▸ **Task statement**:
Track down each line below containing the string "sesame" and copy it.

▸ **Records shown**:
>>>

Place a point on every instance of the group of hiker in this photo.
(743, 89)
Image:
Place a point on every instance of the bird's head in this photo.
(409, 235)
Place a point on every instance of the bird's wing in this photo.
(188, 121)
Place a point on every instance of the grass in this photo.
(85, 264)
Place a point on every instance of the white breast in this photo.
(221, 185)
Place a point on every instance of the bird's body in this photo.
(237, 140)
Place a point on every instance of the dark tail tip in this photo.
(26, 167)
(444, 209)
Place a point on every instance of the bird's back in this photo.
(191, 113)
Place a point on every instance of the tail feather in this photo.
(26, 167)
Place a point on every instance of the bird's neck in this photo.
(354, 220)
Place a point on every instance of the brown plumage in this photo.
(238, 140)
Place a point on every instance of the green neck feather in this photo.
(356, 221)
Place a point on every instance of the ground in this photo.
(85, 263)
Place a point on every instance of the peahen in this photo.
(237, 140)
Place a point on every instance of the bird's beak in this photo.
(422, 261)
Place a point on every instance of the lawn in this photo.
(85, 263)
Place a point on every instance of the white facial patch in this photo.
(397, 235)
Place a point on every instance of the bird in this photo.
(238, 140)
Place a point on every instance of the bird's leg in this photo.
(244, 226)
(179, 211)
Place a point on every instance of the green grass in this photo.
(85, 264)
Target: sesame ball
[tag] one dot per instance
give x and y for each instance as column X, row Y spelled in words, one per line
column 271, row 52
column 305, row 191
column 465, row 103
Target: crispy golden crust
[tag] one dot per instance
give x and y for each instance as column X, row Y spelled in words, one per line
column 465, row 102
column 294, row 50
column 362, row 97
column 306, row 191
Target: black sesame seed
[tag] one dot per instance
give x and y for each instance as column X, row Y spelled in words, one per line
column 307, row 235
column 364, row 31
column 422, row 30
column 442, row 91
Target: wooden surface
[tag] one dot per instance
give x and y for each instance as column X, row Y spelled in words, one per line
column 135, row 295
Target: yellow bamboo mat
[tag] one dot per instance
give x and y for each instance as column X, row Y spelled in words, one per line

<<<

▸ **Task result**:
Target: sesame ball
Target: black sesame seed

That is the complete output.